Les flics enquêtent sur un réseau de trafic de drogue dirigé par Avon Barksdale et son bras droit, Stringer Bell. Intouchables. Fuck. On en compte pas moins de 66 dans l’épisode. Dédaigneurs ou vengeurs. Dans un spectacle parodique de tout l’univers du polar américain. Un Fuck adressé en somme à tout ce que la série ne veut pas être, de FBI porté disparu aux Experts. Refusant leur narrations naïves. Fuck le show des fictions, marmonné par des comédiens trouant de part en part leur personnage sous la pression de l’odieux qu’ils doivent animer.

thewireCar The Wire refuse la fiction plus encore que les habitudes de la fiction policière, et fait de son refus un effet. Fuck. Une grande série ironique donc, cabotine peut-être. Entre le plain-pied documentaire, le reportage et l’épaisseur de l’esthétique télévisuelle. Une série difficile à suivre par le nombre de ses personnages, de ses intrigues, dont elle ne cesse de ré-élaborer les effets dans le temps, cultivant à l’envi sa volontaire illisibilité –mais le monde n’est-il pas comme ça, après tout ?

» Consigne A
Reprenez le passage de l'extrait sur The Wire en commençant à « thewireCar The Wire » et en terminant à « après tout ? », puis renommez « série » en « œuvre ».
» Consigne B
Indiquez si chacune des affirmations suivantes concorde avec l'extrait sur The Wire, en répondant par oui ou par non et en citant les mots du texte qui tranchent.
(i) L'épisode contient au moins 66 « Fuck ».
(ii) Le réseau de trafic de drogue est dirigé par Stringer Bell seul.
(iii) La série est présentée comme facile à suivre.
Les items ci-après proviennent d'une autre source.

» Données fournies
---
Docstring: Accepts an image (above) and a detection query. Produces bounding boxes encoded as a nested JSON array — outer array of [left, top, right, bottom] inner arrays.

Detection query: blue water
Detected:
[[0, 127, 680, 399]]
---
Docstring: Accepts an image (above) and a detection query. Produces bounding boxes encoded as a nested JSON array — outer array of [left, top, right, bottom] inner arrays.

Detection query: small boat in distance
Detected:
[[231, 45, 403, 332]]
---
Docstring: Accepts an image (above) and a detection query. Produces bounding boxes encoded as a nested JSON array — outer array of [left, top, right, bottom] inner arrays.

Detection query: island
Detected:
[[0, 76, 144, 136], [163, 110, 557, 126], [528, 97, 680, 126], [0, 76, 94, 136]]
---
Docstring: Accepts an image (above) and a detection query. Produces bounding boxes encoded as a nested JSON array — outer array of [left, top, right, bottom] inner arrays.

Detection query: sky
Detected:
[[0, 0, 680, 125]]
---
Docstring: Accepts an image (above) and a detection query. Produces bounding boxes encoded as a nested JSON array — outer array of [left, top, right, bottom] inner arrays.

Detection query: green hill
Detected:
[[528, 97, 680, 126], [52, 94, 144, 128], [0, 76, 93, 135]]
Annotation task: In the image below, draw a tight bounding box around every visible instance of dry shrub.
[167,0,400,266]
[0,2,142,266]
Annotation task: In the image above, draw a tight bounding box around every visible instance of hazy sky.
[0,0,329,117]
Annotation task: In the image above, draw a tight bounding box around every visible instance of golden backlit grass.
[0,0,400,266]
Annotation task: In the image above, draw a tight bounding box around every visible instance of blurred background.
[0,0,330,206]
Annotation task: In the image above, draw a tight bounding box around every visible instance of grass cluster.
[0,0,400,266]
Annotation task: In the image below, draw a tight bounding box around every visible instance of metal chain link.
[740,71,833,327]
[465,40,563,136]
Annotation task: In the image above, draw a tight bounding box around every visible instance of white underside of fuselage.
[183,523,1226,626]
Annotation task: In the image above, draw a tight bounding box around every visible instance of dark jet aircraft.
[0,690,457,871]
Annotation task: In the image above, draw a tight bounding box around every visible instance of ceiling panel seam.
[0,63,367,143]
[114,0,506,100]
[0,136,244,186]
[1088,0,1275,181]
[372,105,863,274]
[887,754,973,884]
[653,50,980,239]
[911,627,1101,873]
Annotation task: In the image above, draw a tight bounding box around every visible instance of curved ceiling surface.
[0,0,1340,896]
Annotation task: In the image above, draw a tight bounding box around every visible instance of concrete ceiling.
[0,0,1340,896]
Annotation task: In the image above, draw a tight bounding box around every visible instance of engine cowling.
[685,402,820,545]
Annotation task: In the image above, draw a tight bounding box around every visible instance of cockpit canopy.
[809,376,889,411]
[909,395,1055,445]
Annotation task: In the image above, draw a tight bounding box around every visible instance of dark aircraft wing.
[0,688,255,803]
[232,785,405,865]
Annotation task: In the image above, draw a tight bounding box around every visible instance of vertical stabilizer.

» Corrigé détaillé A
thewireCar The Wire refuse la fiction plus encore que les habitudes de la fiction policière, et fait de son refus un effet. Fuck. Une grande œuvre ironique donc, cabotine peut-être. Entre le plain-pied documentaire, le reportage et l’épaisseur de l’esthétique télévisuelle. Une œuvre difficile à suivre par le nombre de ses personnages, de ses intrigues, dont elle ne cesse de ré-élaborer les effets dans le temps, cultivant à l’envi sa volontaire illisibilité –mais le monde n’est-il pas comme ça, après tout ?

» Corrigé détaillé B
(i) Oui : « On en compte pas moins de 66 dans l’épisode. »
(ii) Non : « dirigé par Avon Barksdale et son bras droit, Stringer Bell ».
(iii) Non : « Une série difficile à suivre par le nombre de ses personnages ».